[Image point grounding data]

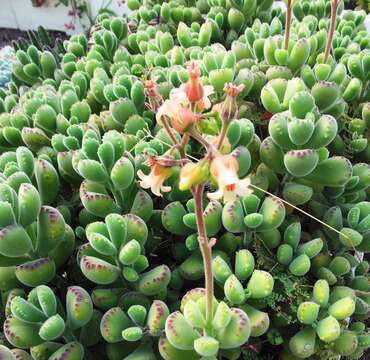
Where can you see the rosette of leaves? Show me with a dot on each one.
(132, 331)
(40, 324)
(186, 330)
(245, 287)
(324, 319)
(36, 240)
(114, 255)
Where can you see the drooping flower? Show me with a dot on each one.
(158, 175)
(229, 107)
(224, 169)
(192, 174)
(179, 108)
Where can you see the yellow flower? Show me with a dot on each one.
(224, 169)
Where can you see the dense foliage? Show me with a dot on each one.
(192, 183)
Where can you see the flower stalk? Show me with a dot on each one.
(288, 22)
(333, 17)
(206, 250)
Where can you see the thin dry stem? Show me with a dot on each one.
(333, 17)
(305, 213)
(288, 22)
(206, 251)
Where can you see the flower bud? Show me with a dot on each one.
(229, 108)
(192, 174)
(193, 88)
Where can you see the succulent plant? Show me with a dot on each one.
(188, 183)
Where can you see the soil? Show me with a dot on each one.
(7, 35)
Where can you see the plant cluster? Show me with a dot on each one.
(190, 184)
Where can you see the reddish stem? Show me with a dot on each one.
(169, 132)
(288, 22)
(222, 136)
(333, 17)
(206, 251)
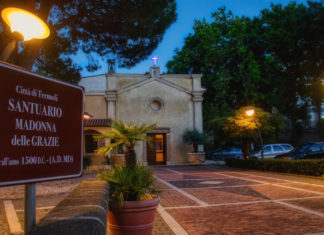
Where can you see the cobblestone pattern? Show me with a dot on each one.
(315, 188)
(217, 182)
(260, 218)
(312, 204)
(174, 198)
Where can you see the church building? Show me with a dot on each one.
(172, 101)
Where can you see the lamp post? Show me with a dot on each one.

* [What to work on]: Every line above should be output exactly, except for the pictures.

* [Exercise output]:
Where can you see the rosette of leaves? Show me with a dot on each one.
(132, 331)
(40, 324)
(186, 330)
(245, 287)
(324, 319)
(36, 240)
(114, 255)
Where can you see the drooping flower? Show me with a dot on each one.
(158, 175)
(229, 107)
(224, 169)
(192, 174)
(179, 108)
Where can you see the yellow flower? Show me with a dot on each one.
(224, 169)
Where can you see the dense foliage? Show me with a dot on each one.
(192, 183)
Where can you see the flower stalk? Show me with a dot on each one.
(288, 22)
(333, 17)
(206, 250)
Where can you see the thin dry stem? Show me with a dot on each one.
(333, 17)
(305, 213)
(288, 22)
(206, 251)
Where can you see the flower bud? Show me with a dot on each one.
(229, 108)
(192, 174)
(193, 88)
Where can you see the succulent plant? Show me with a dot on each one.
(188, 183)
Where can you see the soil? Show me with a dot on each one.
(7, 35)
Where can you see the plant cluster? Show me with a dot on each one.
(190, 184)
Where can you see the reddish stem? Show me with a dot on each one.
(169, 132)
(288, 22)
(222, 136)
(333, 17)
(206, 251)
Where can you see the cobblestone pattern? Show me with a dot on each one.
(315, 188)
(217, 182)
(260, 218)
(312, 204)
(174, 198)
Where can you see the church building? Show me with a dot on each one.
(172, 101)
Where can you see the lamp post? Show me with a dot on each one.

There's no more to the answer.